■ EXERCISE SET:
a) In the article on conversational agents, restate the part that opens with the words containing "Jibo, Echo/Alexa, Google" and closes with "swiveling body form.", substituting "living room" for "kitchen".
b) Please rewrite the paragraph of the article on conversational agents that begins "To Amazon, the reception" more briefly, keeping its main facts.

How Do Conversational Agents Know So Much?

Jibo, Echo/Alexa, Google Home

This is Part III of a four-part series: How to Be a Robot Psychologist

Part I: Why Robot Psychology? Part II: Human and Robot Psychology and Cognition Part III: How Do Conversational Agents Know So Much? Part IV: Reverse-Engineering Conversational Agents

The Three Pillars of Intelligence

To Amazon, the reception for its voice agent, Alexa, was a big surprise. Apple’s Siri had put voice input onto smartphones. But here was a new class of device that you could shout at across the kitchen to set a timer, play music, or look up facts on the internet. The culture adopted Alexa with an avalanche of jokes and memes. Google soon followed with its own smart speaker called Google Home. And the startup, Jibo, offered similar skills through its own AI technology and incorporation of third party data sources, but wrapped in a fun character with a unique swiveling body form.

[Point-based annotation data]
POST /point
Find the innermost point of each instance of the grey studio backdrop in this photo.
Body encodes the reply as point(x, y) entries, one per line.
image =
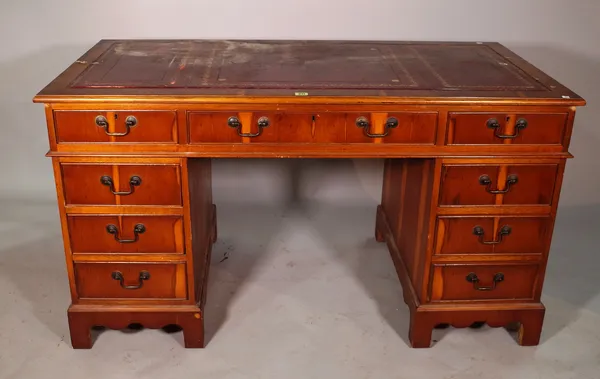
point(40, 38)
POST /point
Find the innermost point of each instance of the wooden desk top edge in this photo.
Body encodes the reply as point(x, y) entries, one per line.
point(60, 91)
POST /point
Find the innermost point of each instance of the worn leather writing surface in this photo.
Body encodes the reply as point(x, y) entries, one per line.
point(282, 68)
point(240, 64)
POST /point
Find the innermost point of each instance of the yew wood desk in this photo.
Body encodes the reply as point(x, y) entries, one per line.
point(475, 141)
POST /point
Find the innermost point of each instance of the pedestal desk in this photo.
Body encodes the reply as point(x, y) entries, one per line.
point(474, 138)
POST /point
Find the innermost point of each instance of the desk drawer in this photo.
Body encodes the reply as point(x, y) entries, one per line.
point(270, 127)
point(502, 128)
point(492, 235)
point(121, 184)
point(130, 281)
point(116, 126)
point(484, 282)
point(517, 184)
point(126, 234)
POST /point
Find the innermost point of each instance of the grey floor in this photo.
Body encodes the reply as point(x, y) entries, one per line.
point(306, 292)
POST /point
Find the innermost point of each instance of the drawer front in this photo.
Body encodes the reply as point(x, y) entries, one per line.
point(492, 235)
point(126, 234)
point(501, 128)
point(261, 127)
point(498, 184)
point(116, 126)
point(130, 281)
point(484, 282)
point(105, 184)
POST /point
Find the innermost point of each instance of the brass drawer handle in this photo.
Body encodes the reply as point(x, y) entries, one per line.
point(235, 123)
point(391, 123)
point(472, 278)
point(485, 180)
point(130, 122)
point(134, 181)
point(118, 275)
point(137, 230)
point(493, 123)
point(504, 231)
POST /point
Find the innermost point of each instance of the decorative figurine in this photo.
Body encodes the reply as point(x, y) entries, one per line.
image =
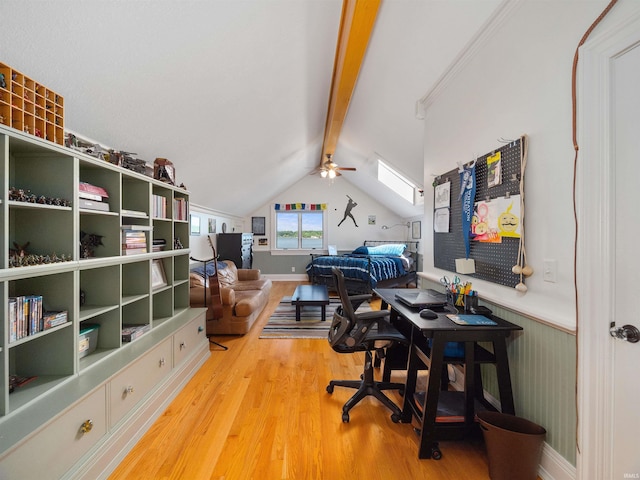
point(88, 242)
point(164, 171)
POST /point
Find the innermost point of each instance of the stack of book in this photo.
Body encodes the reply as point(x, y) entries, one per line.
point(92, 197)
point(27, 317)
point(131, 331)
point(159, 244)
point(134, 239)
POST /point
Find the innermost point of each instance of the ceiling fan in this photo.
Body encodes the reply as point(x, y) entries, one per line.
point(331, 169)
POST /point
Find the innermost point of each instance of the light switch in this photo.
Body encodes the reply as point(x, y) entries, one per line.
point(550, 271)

■ TASK-BY-TASK ANSWERS:
a)
Jibo, Echo/Alexa, Google Home

This is Part III of a four-part series: How to Be a Robot Psychologist

Part I: Why Robot Psychology? Part II: Human and Robot Psychology and Cognition Part III: How Do Conversational Agents Know So Much? Part IV: Reverse-Engineering Conversational Agents

The Three Pillars of Intelligence

To Amazon, the reception for its voice agent, Alexa, was a big surprise. Apple’s Siri had put voice input onto smartphones. But here was a new class of device that you could shout at across the living room to set a timer, play music, or look up facts on the internet. The culture adopted Alexa with an avalanche of jokes and memes. Google soon followed with its own smart speaker called Google Home. And the startup, Jibo, offered similar skills through its own AI technology and incorporation of third party data sources, but wrapped in a fun character with a unique swiveling body form.

b) The reception of Alexa surprised Amazon. Siri had brought voice input to smartphones, but Alexa was a new kind of device you could shout at across the kitchen to set a timer, play music, or look up facts online, and the culture adopted it with jokes and memes. Google followed with Google Home. The startup Jibo offered similar skills through its own AI and third-party data, in a fun character with a unique swiveling body.